Show every line below that contains the word "building", copying each one in full.

#####

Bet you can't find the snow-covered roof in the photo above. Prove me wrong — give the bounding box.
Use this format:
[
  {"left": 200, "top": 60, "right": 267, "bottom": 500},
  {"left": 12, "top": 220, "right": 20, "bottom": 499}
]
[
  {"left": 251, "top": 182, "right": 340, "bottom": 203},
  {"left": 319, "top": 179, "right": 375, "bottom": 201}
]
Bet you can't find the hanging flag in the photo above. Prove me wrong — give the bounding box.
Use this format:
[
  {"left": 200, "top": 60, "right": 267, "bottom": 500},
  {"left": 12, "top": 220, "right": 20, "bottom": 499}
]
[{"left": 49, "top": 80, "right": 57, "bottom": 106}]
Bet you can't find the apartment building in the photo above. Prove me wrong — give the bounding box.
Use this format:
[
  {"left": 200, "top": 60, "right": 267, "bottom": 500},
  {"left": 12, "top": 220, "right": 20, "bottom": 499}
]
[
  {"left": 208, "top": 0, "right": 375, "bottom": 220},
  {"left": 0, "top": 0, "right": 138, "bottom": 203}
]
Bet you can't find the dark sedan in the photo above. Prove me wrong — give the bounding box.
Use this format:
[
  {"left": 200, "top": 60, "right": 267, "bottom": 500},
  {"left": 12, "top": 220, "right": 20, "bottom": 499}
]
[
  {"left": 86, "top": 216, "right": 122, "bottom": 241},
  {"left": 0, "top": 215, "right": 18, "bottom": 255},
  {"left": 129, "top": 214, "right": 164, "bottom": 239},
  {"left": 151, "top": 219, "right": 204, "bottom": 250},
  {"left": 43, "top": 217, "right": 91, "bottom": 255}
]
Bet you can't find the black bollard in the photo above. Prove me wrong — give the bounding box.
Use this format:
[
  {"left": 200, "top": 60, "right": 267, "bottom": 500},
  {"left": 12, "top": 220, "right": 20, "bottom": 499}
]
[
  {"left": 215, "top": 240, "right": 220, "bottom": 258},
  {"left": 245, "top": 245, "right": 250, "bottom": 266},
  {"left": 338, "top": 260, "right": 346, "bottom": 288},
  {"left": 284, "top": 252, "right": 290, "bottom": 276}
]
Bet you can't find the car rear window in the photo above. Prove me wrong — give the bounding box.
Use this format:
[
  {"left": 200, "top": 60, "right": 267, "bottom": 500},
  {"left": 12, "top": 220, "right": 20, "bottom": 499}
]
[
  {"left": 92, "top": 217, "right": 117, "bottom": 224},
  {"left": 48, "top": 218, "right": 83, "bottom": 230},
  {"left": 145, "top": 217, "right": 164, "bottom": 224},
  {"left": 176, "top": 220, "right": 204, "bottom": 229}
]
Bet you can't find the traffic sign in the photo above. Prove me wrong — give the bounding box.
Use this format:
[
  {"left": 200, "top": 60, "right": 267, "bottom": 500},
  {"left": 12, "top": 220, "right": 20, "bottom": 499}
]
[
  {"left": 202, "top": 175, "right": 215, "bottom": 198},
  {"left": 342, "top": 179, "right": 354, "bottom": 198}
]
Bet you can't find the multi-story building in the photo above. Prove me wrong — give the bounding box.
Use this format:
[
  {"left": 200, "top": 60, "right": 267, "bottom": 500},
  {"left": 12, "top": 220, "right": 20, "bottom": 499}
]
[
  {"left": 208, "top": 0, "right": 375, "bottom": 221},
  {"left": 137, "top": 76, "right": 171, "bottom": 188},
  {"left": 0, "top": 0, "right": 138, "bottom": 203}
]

#####

*Expected answer*
Bet you can't find the apartment building in the photo above. Prove me wrong — give the bounding box.
Bet you can't find the multi-story building in the photo above. Prove me wrong — give the bounding box.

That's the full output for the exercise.